- **DATA SHOWN**
## BEGIN
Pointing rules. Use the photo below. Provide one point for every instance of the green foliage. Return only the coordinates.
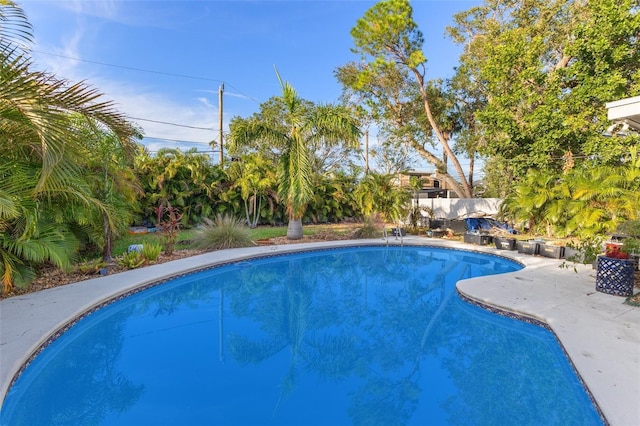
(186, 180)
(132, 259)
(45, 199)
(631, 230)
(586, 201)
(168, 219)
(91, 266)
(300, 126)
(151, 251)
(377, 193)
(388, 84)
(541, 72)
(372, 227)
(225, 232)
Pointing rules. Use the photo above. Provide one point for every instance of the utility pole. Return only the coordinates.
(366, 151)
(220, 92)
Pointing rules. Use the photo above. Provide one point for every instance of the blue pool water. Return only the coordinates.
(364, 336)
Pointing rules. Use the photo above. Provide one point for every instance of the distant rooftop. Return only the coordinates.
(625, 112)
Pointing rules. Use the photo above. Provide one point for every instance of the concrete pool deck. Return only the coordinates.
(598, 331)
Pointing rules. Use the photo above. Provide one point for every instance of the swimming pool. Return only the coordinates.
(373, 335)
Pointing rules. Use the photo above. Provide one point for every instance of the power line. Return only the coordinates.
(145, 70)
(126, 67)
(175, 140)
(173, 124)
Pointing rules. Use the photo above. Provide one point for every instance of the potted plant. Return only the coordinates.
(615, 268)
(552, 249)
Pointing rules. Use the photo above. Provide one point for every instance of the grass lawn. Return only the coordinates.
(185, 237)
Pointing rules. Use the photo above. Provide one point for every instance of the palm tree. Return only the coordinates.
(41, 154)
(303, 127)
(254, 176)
## END
## BEGIN
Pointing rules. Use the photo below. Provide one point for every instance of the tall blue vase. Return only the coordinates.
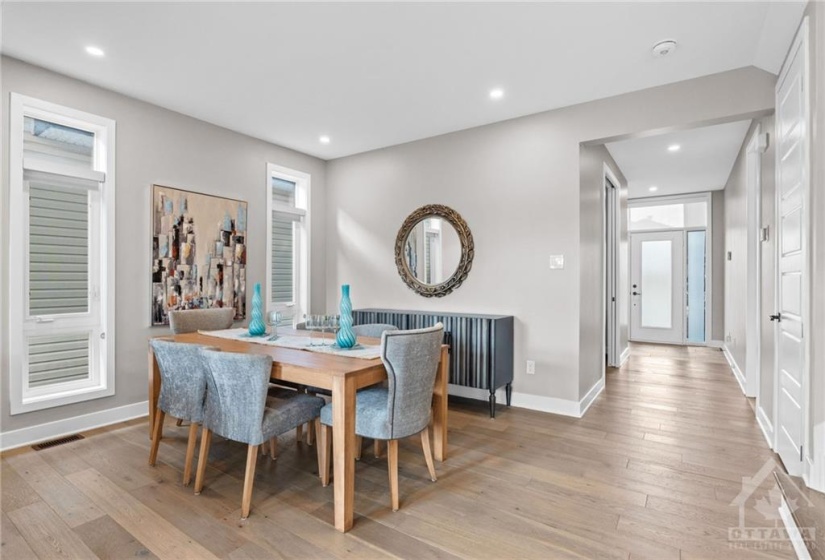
## END
- **CHALLENGE**
How many lines in the listing above contain the string "blue", counting only matches with the same case? Reply with the number alone.

- **WRITTEN RESPONSE**
2